==== Data provided ====
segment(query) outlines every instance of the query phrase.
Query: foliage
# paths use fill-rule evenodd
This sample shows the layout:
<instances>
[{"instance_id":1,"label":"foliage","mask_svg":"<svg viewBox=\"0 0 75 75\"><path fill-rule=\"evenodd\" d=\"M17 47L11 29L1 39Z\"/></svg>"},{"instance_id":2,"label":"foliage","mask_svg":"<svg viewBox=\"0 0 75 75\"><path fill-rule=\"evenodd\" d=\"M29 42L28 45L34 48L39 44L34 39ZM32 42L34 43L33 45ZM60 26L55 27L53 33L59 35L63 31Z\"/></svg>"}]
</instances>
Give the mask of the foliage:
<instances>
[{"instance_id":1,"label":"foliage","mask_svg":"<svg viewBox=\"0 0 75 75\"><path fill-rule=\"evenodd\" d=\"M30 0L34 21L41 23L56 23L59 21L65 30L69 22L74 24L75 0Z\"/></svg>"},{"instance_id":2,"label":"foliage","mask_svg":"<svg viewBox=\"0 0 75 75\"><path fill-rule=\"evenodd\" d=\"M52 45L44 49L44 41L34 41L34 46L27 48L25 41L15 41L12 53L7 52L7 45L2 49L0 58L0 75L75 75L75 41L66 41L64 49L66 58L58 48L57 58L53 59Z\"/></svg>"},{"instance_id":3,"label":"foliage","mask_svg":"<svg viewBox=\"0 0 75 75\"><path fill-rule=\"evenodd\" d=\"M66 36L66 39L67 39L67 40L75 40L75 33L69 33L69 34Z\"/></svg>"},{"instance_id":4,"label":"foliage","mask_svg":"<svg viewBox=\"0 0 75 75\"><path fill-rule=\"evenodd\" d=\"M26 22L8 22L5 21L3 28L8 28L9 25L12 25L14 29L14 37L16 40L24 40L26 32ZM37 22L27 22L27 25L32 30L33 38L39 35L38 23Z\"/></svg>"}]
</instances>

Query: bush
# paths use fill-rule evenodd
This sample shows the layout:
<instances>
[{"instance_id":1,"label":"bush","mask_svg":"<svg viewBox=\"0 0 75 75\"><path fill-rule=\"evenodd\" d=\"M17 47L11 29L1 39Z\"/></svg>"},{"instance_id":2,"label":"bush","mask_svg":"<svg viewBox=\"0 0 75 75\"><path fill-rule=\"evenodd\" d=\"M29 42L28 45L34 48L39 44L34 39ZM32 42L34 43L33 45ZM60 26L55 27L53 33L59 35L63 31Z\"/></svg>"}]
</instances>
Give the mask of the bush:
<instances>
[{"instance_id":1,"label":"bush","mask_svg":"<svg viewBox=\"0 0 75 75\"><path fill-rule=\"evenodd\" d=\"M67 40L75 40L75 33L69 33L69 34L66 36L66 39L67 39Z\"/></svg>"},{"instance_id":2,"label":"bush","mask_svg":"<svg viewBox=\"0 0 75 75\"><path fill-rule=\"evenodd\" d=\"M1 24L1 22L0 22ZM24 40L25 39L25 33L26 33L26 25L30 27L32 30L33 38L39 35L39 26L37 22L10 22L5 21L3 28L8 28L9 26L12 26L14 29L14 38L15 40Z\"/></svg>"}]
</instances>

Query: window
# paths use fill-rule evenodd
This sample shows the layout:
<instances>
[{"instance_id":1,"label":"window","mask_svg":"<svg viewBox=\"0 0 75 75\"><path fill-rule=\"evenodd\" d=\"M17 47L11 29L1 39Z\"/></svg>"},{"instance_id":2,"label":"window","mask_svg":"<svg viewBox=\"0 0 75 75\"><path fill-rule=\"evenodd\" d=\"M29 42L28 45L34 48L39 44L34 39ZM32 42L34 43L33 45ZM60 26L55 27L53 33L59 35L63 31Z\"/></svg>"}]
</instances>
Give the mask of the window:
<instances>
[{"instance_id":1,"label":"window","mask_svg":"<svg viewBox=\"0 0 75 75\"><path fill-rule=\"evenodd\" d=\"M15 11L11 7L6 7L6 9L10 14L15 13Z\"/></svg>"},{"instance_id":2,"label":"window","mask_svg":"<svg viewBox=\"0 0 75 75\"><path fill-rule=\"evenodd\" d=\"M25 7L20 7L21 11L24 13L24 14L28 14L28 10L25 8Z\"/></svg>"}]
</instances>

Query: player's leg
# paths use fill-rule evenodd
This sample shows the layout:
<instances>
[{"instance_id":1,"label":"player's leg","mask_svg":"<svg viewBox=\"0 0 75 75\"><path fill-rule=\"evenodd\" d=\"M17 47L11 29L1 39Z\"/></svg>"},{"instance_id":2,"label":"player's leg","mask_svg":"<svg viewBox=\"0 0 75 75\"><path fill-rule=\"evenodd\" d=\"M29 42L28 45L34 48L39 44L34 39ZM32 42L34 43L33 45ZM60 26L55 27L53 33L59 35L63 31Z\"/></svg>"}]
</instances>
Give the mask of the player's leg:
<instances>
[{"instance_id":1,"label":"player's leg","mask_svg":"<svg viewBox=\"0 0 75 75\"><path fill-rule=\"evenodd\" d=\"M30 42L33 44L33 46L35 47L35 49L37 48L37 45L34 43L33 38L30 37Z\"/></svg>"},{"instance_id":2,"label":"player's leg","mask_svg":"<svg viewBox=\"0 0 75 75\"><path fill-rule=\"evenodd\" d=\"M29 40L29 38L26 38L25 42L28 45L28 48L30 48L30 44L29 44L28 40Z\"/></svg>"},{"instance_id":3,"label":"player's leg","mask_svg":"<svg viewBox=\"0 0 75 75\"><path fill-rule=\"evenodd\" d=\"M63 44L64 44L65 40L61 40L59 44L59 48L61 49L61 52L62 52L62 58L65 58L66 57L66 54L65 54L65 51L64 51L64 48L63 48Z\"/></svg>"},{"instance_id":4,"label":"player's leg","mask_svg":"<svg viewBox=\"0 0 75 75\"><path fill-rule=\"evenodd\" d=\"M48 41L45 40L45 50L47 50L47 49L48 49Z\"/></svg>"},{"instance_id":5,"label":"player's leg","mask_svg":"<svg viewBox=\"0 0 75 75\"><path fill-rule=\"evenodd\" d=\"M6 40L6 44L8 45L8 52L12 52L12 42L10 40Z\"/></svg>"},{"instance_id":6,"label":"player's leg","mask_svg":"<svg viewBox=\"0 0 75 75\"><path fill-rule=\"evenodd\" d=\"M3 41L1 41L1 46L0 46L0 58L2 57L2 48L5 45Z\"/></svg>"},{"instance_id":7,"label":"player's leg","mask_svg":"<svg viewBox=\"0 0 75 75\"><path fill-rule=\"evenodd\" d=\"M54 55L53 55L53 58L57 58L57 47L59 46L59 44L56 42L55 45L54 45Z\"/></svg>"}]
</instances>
====
> **Aim of the task**: Render every line of the records above as a Markdown table with two columns, Row and Line, numbering the rows in order and leaving out blank lines.

> **Solution for this task**:
| Row | Line |
|---|---|
| 1 | segment(query) outlines every instance of the query phrase. |
| 2 | Query: foliage |
| 3 | # paths use fill-rule evenodd |
| 4 | This sample shows the layout: |
| 5 | <instances> |
| 6 | [{"instance_id":1,"label":"foliage","mask_svg":"<svg viewBox=\"0 0 75 75\"><path fill-rule=\"evenodd\" d=\"M17 47L11 29L1 39Z\"/></svg>"},{"instance_id":2,"label":"foliage","mask_svg":"<svg viewBox=\"0 0 75 75\"><path fill-rule=\"evenodd\" d=\"M29 42L28 45L34 48L39 44L34 39ZM32 42L34 43L33 45ZM60 26L55 27L53 33L59 35L63 31Z\"/></svg>"}] |
| 7 | </instances> |
| 8 | Give the mask of the foliage: |
| 9 | <instances> |
| 10 | [{"instance_id":1,"label":"foliage","mask_svg":"<svg viewBox=\"0 0 75 75\"><path fill-rule=\"evenodd\" d=\"M30 0L34 21L41 23L56 23L59 21L65 30L69 22L74 24L75 0Z\"/></svg>"},{"instance_id":2,"label":"foliage","mask_svg":"<svg viewBox=\"0 0 75 75\"><path fill-rule=\"evenodd\" d=\"M52 45L44 49L44 41L34 41L34 46L27 48L25 41L15 41L12 53L7 52L7 45L2 49L0 58L0 75L75 75L75 41L66 41L64 49L66 58L58 48L57 58L53 59Z\"/></svg>"},{"instance_id":3,"label":"foliage","mask_svg":"<svg viewBox=\"0 0 75 75\"><path fill-rule=\"evenodd\" d=\"M66 36L66 39L67 39L67 40L75 40L75 33L69 33L69 34Z\"/></svg>"},{"instance_id":4,"label":"foliage","mask_svg":"<svg viewBox=\"0 0 75 75\"><path fill-rule=\"evenodd\" d=\"M26 22L8 22L5 21L3 28L8 28L9 25L12 25L14 29L14 37L16 40L24 40L26 32ZM37 22L27 22L27 25L32 30L33 38L39 35L38 23Z\"/></svg>"}] |
| 11 | </instances> |
| 12 | Query: bush |
| 13 | # paths use fill-rule evenodd |
| 14 | This sample shows the layout: |
| 15 | <instances> |
| 16 | [{"instance_id":1,"label":"bush","mask_svg":"<svg viewBox=\"0 0 75 75\"><path fill-rule=\"evenodd\" d=\"M17 47L11 29L1 39Z\"/></svg>"},{"instance_id":2,"label":"bush","mask_svg":"<svg viewBox=\"0 0 75 75\"><path fill-rule=\"evenodd\" d=\"M29 42L28 45L34 48L39 44L34 39ZM32 42L34 43L33 45ZM60 26L55 27L53 33L59 35L63 31Z\"/></svg>"}] |
| 17 | </instances> |
| 18 | Give the mask of the bush: |
| 19 | <instances> |
| 20 | [{"instance_id":1,"label":"bush","mask_svg":"<svg viewBox=\"0 0 75 75\"><path fill-rule=\"evenodd\" d=\"M67 40L75 40L75 33L69 33L69 34L66 36L66 39L67 39Z\"/></svg>"},{"instance_id":2,"label":"bush","mask_svg":"<svg viewBox=\"0 0 75 75\"><path fill-rule=\"evenodd\" d=\"M1 24L1 22L0 22ZM24 40L25 39L25 33L26 33L26 25L30 27L32 30L33 38L39 35L39 26L37 22L10 22L5 21L3 28L8 28L9 26L12 26L14 29L14 38L15 40Z\"/></svg>"}] |
| 21 | </instances> |
| 22 | Query: window |
| 23 | # paths use fill-rule evenodd |
| 24 | This sample shows the layout: |
| 25 | <instances> |
| 26 | [{"instance_id":1,"label":"window","mask_svg":"<svg viewBox=\"0 0 75 75\"><path fill-rule=\"evenodd\" d=\"M17 47L11 29L1 39Z\"/></svg>"},{"instance_id":2,"label":"window","mask_svg":"<svg viewBox=\"0 0 75 75\"><path fill-rule=\"evenodd\" d=\"M29 42L28 45L34 48L39 44L34 39ZM32 42L34 43L33 45ZM60 26L55 27L53 33L59 35L63 31Z\"/></svg>"}] |
| 27 | </instances> |
| 28 | Give the mask of the window: |
| 29 | <instances> |
| 30 | [{"instance_id":1,"label":"window","mask_svg":"<svg viewBox=\"0 0 75 75\"><path fill-rule=\"evenodd\" d=\"M15 11L11 7L6 7L6 9L10 14L15 13Z\"/></svg>"},{"instance_id":2,"label":"window","mask_svg":"<svg viewBox=\"0 0 75 75\"><path fill-rule=\"evenodd\" d=\"M25 7L20 7L21 11L24 13L24 14L28 14L28 10L25 8Z\"/></svg>"}] |
| 31 | </instances> |
| 32 | Query: player's leg |
| 33 | # paths use fill-rule evenodd |
| 34 | This sample shows the layout: |
| 35 | <instances> |
| 36 | [{"instance_id":1,"label":"player's leg","mask_svg":"<svg viewBox=\"0 0 75 75\"><path fill-rule=\"evenodd\" d=\"M17 47L11 29L1 39Z\"/></svg>"},{"instance_id":2,"label":"player's leg","mask_svg":"<svg viewBox=\"0 0 75 75\"><path fill-rule=\"evenodd\" d=\"M29 42L28 45L34 48L39 44L34 39ZM32 42L34 43L33 45ZM60 26L55 27L53 33L59 35L63 31Z\"/></svg>"}] |
| 37 | </instances> |
| 38 | Give the mask of the player's leg: |
| 39 | <instances> |
| 40 | [{"instance_id":1,"label":"player's leg","mask_svg":"<svg viewBox=\"0 0 75 75\"><path fill-rule=\"evenodd\" d=\"M30 42L33 44L33 46L35 47L35 49L37 48L37 45L34 43L33 38L30 37Z\"/></svg>"},{"instance_id":2,"label":"player's leg","mask_svg":"<svg viewBox=\"0 0 75 75\"><path fill-rule=\"evenodd\" d=\"M29 40L29 38L26 38L25 42L28 45L28 48L30 48L30 44L29 44L28 40Z\"/></svg>"},{"instance_id":3,"label":"player's leg","mask_svg":"<svg viewBox=\"0 0 75 75\"><path fill-rule=\"evenodd\" d=\"M63 44L64 44L65 40L61 40L59 44L59 48L61 49L61 52L62 52L62 58L65 58L66 57L66 54L65 54L65 51L64 51L64 48L63 48Z\"/></svg>"},{"instance_id":4,"label":"player's leg","mask_svg":"<svg viewBox=\"0 0 75 75\"><path fill-rule=\"evenodd\" d=\"M48 41L45 40L45 50L47 50L47 49L48 49Z\"/></svg>"},{"instance_id":5,"label":"player's leg","mask_svg":"<svg viewBox=\"0 0 75 75\"><path fill-rule=\"evenodd\" d=\"M6 40L6 44L8 45L8 52L12 52L12 42L10 40Z\"/></svg>"},{"instance_id":6,"label":"player's leg","mask_svg":"<svg viewBox=\"0 0 75 75\"><path fill-rule=\"evenodd\" d=\"M3 41L1 41L1 46L0 46L0 58L2 57L2 48L5 45Z\"/></svg>"},{"instance_id":7,"label":"player's leg","mask_svg":"<svg viewBox=\"0 0 75 75\"><path fill-rule=\"evenodd\" d=\"M54 55L53 55L53 58L57 58L57 47L59 46L59 44L56 42L55 45L54 45Z\"/></svg>"}] |
| 41 | </instances> |